START Dataset records

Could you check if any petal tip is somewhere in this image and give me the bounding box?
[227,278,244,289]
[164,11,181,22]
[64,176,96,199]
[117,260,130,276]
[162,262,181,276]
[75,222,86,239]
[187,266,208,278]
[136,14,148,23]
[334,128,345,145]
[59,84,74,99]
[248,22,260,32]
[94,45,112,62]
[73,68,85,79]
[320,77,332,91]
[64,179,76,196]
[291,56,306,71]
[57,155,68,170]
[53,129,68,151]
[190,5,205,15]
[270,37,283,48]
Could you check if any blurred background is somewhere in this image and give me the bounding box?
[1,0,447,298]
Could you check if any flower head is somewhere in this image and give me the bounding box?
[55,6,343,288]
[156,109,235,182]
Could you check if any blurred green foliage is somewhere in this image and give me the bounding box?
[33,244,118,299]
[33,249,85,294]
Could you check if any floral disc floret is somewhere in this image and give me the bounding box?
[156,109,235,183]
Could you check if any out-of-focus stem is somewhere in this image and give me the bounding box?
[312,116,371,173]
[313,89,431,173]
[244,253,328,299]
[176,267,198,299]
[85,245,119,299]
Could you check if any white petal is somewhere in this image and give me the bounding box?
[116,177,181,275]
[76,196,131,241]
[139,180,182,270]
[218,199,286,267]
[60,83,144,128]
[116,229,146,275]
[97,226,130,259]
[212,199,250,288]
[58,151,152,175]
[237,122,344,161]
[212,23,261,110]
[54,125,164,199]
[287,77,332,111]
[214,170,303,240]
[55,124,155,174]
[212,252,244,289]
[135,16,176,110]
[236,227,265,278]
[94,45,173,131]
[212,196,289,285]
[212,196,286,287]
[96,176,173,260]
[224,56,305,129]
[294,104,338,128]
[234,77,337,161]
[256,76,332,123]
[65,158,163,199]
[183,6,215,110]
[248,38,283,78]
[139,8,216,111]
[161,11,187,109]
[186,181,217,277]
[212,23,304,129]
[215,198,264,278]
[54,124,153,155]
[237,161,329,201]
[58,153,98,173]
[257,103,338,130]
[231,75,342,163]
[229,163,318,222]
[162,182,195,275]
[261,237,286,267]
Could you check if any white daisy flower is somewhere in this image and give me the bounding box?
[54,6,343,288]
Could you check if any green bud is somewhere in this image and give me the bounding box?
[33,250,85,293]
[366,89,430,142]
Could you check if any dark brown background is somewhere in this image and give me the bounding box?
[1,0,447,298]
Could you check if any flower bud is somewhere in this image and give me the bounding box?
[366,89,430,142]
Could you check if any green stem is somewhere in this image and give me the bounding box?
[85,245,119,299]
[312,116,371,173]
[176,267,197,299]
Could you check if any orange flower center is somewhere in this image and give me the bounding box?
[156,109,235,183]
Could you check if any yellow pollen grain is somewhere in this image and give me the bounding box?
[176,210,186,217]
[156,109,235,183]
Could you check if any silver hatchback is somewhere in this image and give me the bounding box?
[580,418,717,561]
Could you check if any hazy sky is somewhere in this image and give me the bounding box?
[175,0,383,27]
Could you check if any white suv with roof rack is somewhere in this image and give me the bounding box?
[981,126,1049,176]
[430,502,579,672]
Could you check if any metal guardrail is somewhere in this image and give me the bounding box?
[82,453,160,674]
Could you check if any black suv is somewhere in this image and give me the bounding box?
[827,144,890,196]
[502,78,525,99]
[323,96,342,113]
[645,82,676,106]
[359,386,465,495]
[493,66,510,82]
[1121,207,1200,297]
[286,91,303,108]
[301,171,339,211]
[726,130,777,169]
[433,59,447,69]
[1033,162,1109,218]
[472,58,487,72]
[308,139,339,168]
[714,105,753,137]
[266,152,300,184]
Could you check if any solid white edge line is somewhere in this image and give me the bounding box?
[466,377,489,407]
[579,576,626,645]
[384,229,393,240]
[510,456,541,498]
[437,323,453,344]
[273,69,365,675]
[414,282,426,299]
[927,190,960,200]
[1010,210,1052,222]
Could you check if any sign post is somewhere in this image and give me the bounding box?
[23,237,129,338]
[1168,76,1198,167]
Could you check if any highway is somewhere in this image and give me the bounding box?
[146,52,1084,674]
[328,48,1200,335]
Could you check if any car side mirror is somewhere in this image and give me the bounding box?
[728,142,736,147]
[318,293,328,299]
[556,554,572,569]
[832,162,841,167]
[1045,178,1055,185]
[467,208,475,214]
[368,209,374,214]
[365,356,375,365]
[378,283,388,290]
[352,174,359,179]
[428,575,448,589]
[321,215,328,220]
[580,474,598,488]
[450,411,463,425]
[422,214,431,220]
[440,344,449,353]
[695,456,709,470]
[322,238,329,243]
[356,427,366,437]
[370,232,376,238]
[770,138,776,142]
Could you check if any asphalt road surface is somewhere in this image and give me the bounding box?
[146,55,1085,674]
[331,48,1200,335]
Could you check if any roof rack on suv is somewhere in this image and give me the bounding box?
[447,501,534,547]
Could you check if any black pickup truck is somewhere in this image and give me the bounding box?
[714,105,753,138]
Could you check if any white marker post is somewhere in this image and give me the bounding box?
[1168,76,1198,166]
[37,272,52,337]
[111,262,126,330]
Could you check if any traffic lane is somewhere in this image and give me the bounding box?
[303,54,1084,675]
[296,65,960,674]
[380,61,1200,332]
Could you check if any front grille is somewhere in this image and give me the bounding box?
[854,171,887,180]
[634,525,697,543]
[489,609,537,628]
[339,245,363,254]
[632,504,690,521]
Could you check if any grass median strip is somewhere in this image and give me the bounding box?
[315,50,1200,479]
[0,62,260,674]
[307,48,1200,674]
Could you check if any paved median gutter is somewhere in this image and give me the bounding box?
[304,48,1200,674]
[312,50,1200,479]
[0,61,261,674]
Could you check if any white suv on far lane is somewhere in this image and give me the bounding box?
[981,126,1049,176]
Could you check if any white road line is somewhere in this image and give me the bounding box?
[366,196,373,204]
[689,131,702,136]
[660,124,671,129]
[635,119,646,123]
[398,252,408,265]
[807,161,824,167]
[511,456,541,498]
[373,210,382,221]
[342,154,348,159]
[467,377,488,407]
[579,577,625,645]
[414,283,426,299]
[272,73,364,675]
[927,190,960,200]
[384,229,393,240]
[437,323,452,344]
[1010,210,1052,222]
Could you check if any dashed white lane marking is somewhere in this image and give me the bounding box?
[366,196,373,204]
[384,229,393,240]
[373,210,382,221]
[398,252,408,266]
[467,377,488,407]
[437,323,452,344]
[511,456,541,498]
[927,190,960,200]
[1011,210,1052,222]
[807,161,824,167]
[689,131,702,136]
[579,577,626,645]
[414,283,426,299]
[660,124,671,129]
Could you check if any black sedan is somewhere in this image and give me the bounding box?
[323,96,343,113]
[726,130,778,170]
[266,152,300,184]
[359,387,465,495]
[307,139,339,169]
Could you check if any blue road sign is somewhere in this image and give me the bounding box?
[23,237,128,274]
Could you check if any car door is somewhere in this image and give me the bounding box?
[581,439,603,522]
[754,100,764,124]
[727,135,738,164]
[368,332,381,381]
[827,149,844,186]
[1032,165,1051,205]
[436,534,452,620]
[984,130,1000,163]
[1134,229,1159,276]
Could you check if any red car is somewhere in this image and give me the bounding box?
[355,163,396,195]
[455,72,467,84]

END Dataset records

(What is needed) Print all the data above word for word.

(Exercise solution)
Could you check if any petal tip is somewhere in this image and give me the bounding box?
[227,278,244,289]
[164,11,181,22]
[64,176,96,199]
[117,260,130,276]
[162,262,181,276]
[75,222,86,239]
[187,266,208,278]
[136,14,148,23]
[334,128,345,145]
[59,84,74,99]
[248,22,260,32]
[94,45,112,62]
[73,68,85,79]
[320,77,332,91]
[64,179,76,196]
[291,56,306,71]
[57,155,68,170]
[53,129,68,151]
[190,5,205,15]
[270,37,283,48]
Could you check if any blurred background is somewhere in this image and give me the bounding box?
[1,0,447,298]
Could you check if any flower head is somewhere in this image and give me the bounding box?
[55,6,343,288]
[156,109,235,182]
Could you check if any blurred green foliage is somewhere in this image and give me the bounding box?
[33,244,118,299]
[33,249,85,294]
Could you check if any floral disc floret is somewhere in this image and give me the bounding box?
[156,109,235,183]
Could you check if any out-of-focus stem is somewhere in this image and give me the bounding box?
[312,116,371,173]
[313,89,431,173]
[244,253,328,299]
[176,267,198,299]
[85,245,119,299]
Could you check if any white petal is somewhere in this image and give me the bounding box?
[116,177,181,275]
[76,196,131,241]
[139,180,182,270]
[218,199,286,267]
[60,83,144,128]
[116,229,146,275]
[97,226,130,259]
[212,199,250,288]
[58,151,152,175]
[237,122,344,161]
[212,23,261,110]
[54,125,164,199]
[287,77,332,111]
[214,170,303,240]
[55,124,155,174]
[212,252,244,289]
[135,16,176,110]
[236,227,265,278]
[94,45,173,131]
[212,196,289,285]
[212,196,286,287]
[96,176,173,260]
[224,56,305,129]
[294,104,338,128]
[234,77,337,161]
[256,76,332,123]
[65,158,163,199]
[183,6,215,110]
[248,38,283,78]
[139,8,216,111]
[161,11,187,109]
[186,181,217,277]
[212,23,304,129]
[215,198,264,278]
[54,124,153,155]
[237,161,329,201]
[58,153,98,173]
[257,103,338,130]
[231,75,342,163]
[229,163,318,222]
[162,182,195,275]
[261,237,286,267]
Could you check if any white daisy flower is somewhere in this image and give me the bounding box?
[54,6,343,288]
Could you check if any green bud is somewhere in this image and give me the bounding box?
[33,250,85,293]
[366,89,430,142]
Could you check if any dark brown background is somewhere in this image and give me the bounding box?
[1,0,447,298]
Could you check if any flower bud is somewhere in this image and give me the bounding box?
[366,89,430,142]
Could you check if any green stem is somewhere in this image and give me the bounding box?
[85,245,119,299]
[312,116,371,173]
[176,267,197,299]
Could you check if any orange flower center is somewhere in this image and give me the bounding box?
[156,109,235,183]
Could you check if any yellow pollen grain is somewhere in this image and give me the bounding box?
[176,210,186,217]
[156,109,235,183]
Could you check if any silver hatchback is somewhere in this image and give me the bounding box?
[580,418,717,561]
Could you check if any hazy sky is somewhere in this image and give me the bounding box?
[175,0,383,27]
Could you check if any white suv with roof rack is somewhere in this image and give me the bounding box?
[981,126,1049,176]
[430,502,579,672]
Could you check if any metal guardrail is somewhere in this image and give me the bounding box?
[82,453,160,674]
Could you check if any black suv is somewhere in this image and give me the bounding box?
[827,144,890,196]
[502,78,525,99]
[323,96,342,113]
[645,82,676,106]
[359,386,465,495]
[493,66,510,82]
[1121,207,1200,297]
[286,91,303,108]
[301,171,339,211]
[726,130,777,169]
[433,59,447,69]
[1033,162,1109,218]
[472,58,487,72]
[308,139,339,168]
[714,105,753,137]
[266,152,300,184]
Could you check if any solid white edge line is somewhere in this image and give me the bounding box?
[466,377,489,407]
[579,576,626,645]
[384,229,393,240]
[510,456,541,498]
[437,323,453,344]
[273,69,365,675]
[414,282,426,299]
[927,190,960,200]
[1010,210,1052,222]
Could you check if any sign post is somewhere in this image and give me the bounding box?
[23,237,129,338]
[1168,76,1198,167]
Could you check if any highway is somewhere in this image and give me the bounding box?
[146,52,1084,674]
[328,48,1200,335]
Could you check if any car side mirror is somewhere in this image and give me the bounding box?
[728,142,736,147]
[318,293,328,299]
[556,554,572,569]
[832,162,841,167]
[1045,178,1055,185]
[467,208,475,214]
[368,209,374,214]
[365,356,375,365]
[378,283,388,290]
[352,174,359,179]
[428,575,448,589]
[321,215,328,220]
[580,474,598,488]
[450,411,463,425]
[422,214,431,220]
[440,344,449,353]
[695,456,709,470]
[322,238,329,243]
[356,427,366,437]
[370,232,376,238]
[770,138,776,142]
Could you check if any asphalt road surface is somewhere in this image and give me the bounding box?
[146,55,1085,674]
[331,48,1200,335]
Could you check if any roof rack on suv is somewhere in this image and give me the bounding box?
[447,501,534,547]
Could you check if any black pickup truck is somewhere in this image and give me the bounding box?
[714,105,753,138]
Could you check if any white marker post is somewhere in this image and give me the bounding box?
[1168,76,1198,166]
[37,272,52,337]
[111,262,126,330]
Could you check if any traffic lane is somewhere in this image and give me the bounding box?
[303,54,1084,675]
[296,65,960,674]
[380,61,1200,332]
Could you check if any front grille is somewhere in this image and give me the bounding box?
[854,171,887,180]
[634,525,697,543]
[489,609,537,628]
[339,245,363,254]
[632,504,690,521]
Could you check if any grass median strip is somewhere in this image and give me the bounding box?
[315,50,1200,479]
[0,62,260,674]
[307,48,1200,674]
Could you check if any paved median gutter is somewhere in this image and give me the bounding box?
[304,48,1200,674]
[312,50,1200,479]
[0,61,261,674]
Could you check if any white suv on far lane is somewhere in this image and give me the bounding box?
[981,126,1049,176]
Could you check if any white road line is somewhere in this image and give me the bounding box?
[366,196,373,204]
[689,131,702,136]
[660,124,671,129]
[635,119,646,123]
[398,252,408,265]
[807,161,824,167]
[511,456,541,498]
[373,210,382,221]
[342,154,348,159]
[467,377,488,407]
[579,577,625,645]
[414,283,426,299]
[272,73,364,675]
[927,190,960,200]
[384,229,393,240]
[437,323,452,344]
[1010,210,1052,222]
Could you check if any dashed white lane marking is somewhere in this image and give me the bounding box?
[366,196,373,204]
[384,229,393,240]
[373,210,382,221]
[398,252,408,266]
[467,377,488,407]
[437,323,452,344]
[511,456,541,498]
[927,190,960,200]
[1011,210,1052,222]
[807,161,824,167]
[689,131,702,136]
[579,577,626,645]
[414,283,426,299]
[660,124,671,129]
Could you check if any black sedan is somewhere in this image and give me the bounding box?
[323,96,343,113]
[726,130,778,170]
[266,152,300,184]
[359,387,465,495]
[307,139,339,169]
Could you check if any blue road sign is somewhere in this image and give me the bounding box?
[23,237,128,274]
Could you check if any car door is somewhere in this image and give me the bounding box?
[581,439,603,522]
[754,100,764,124]
[727,135,738,164]
[368,332,381,381]
[827,149,844,186]
[1032,165,1051,205]
[436,534,452,620]
[984,130,1000,163]
[1134,229,1159,276]
Could you check if any red car is somewhere in this image and give me the bounding box?
[355,163,396,195]
[455,72,467,84]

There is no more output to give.